What you are asked to do: Copy each entry exactly, leaving nothing out.

Records from a data source:
-------

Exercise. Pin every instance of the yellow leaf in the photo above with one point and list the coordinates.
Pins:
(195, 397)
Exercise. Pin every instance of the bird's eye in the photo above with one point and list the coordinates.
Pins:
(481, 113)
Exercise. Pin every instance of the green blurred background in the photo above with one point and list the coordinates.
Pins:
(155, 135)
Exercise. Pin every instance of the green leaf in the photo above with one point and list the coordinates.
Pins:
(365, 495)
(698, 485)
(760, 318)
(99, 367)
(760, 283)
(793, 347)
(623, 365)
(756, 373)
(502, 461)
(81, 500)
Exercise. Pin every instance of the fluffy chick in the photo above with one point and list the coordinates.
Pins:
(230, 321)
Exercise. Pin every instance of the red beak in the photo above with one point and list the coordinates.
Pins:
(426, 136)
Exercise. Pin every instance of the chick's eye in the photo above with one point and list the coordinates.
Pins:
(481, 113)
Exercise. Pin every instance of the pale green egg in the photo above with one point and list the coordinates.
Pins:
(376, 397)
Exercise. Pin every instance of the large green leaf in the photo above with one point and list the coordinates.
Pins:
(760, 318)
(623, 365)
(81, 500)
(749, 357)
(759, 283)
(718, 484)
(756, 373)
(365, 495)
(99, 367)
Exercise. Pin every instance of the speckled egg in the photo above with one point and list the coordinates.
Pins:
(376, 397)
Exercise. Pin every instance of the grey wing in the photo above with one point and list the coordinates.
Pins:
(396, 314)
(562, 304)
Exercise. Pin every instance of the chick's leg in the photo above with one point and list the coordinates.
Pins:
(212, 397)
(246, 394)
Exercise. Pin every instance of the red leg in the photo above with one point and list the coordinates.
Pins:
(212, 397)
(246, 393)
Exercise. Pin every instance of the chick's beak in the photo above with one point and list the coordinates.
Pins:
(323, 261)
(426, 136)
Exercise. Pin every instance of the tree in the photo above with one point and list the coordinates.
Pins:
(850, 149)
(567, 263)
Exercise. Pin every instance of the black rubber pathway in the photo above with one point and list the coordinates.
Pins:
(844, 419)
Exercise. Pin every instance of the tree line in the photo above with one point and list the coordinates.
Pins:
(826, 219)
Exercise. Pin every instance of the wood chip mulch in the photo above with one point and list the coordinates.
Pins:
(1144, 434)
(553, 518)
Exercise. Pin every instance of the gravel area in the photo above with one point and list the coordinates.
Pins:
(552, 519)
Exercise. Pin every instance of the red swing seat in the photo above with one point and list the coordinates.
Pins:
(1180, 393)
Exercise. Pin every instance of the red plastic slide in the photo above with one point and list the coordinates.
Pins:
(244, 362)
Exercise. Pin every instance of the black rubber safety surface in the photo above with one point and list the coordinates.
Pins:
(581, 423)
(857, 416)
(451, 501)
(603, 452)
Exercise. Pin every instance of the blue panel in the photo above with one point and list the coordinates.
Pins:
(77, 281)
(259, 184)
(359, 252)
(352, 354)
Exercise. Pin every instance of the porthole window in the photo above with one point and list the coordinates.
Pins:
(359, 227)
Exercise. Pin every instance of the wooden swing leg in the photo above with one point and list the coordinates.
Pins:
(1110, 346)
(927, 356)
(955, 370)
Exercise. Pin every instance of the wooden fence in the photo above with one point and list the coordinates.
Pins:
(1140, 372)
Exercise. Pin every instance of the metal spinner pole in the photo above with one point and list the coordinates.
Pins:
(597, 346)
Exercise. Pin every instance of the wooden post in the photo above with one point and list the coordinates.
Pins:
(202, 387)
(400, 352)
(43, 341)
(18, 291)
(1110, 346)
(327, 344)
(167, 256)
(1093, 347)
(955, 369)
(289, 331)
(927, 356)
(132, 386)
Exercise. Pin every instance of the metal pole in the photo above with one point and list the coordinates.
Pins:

-------

Written reply:
Exercise. Pin every instance of the yellow leaf in the photo above with one point and list the coordinates.
Pins:
(195, 397)
Exercise. Pin every instance of the bird's eye in the photo above with one point and list the coordinates.
Pins:
(481, 113)
Exercise. Pin every instance of the green blurred background in the photo above with one point and list the coordinates.
Pins:
(155, 135)
Exercise. Pin every instance of the green leaf in the photo above with one point and list the coordinates.
Pins:
(365, 495)
(698, 485)
(760, 318)
(99, 367)
(760, 283)
(793, 347)
(623, 365)
(756, 373)
(502, 461)
(81, 500)
Exercise. Pin every instance of the fluffy chick in the photo above with one point and list the coordinates.
Pins:
(230, 321)
Exercise. Pin every instance of the red beak in the photo above with one point and list the coordinates.
Pins:
(426, 136)
Exercise. Pin every instance of the chick's eye in the photo above with one point and list the coordinates.
Pins:
(481, 113)
Exercise. Pin every instance of the pale green egg in the photo above with one point and list the coordinates.
Pins:
(376, 397)
Exercise. Pin every instance of the large green leaf in the photo above with one point and list the coordinates.
Pins:
(760, 318)
(623, 365)
(81, 500)
(749, 357)
(759, 283)
(718, 484)
(756, 373)
(365, 495)
(99, 367)
Exercise. Pin every instance of the speckled egg in the photo above with one point and list the coordinates.
Pins:
(376, 397)
Exercise. Pin every instance of the grey wing in the photo above with one point and list the coordinates.
Pins:
(396, 314)
(562, 304)
Exercise. Pin every instance of the chick's leg in the photo above with one point and list the coordinates.
Pins:
(212, 397)
(246, 394)
Exercise. Pin every instance of the red leg in the photo above with one point and list the coordinates.
Pins:
(212, 397)
(246, 393)
Exercise. Pin every instance of the chick's beak in the photo above with one point and list the coordinates.
Pins:
(323, 261)
(426, 136)
Exercise. Pin every instance of the tree in the photo above with one point and list the coordinates.
Pins:
(850, 149)
(567, 263)
Exercise. Pin every instance of the black rubber pathway in the photo above with one point and list the coordinates.
Pins:
(844, 419)
Exercise. Pin every instance of the tree line in the photo above with one point and list the coordinates.
Pins:
(826, 219)
Exercise. Pin every instance of the wood chip mulch in the photo above with one point and list the coordinates.
Pins:
(1144, 434)
(553, 518)
Exercise. Pin every instance of the gravel area in the photo above with one point and list the coordinates.
Pins:
(552, 519)
Exercise. Pin every instance of the red swing seat in the photo above with one point and list the coordinates.
Pins:
(1180, 393)
Exercise. Pin every instance of the red plastic slide in the photo above with one point and list the coordinates.
Pins:
(244, 362)
Exercise. Pin every instance of the black rubber safety surface in the photo above with one point and list the coordinates.
Pins:
(581, 423)
(857, 416)
(451, 501)
(603, 452)
Exercise. Pin every instance of the blue panel in the photo above with one point and list the coordinates.
Pins:
(77, 281)
(259, 184)
(359, 252)
(352, 354)
Exercise. Pin every instance of the porthole window in the photo above with one point and list the coordinates.
Pins:
(359, 227)
Exercise. Pin every instance of the wooden swing leg in the photo above with one point and list the coordinates.
Pins:
(1110, 346)
(927, 356)
(955, 370)
Exercise. Pin every instance of the wooden fence in the photo above with one point and list the coordinates.
Pins:
(1140, 372)
Exercise. Pin every instance of the metal spinner pole in the photo above with one point and list the coordinates.
Pins:
(597, 346)
Exercise. Pin every instance of the wooden post in the photo above with one point and list the coordinates.
Pins:
(202, 387)
(400, 352)
(43, 341)
(18, 291)
(1110, 346)
(327, 344)
(167, 256)
(1093, 347)
(955, 369)
(289, 331)
(927, 356)
(132, 386)
Exercise. Pin every instance of the metal pole in the photo above with one point and list the coordinates.
Pins:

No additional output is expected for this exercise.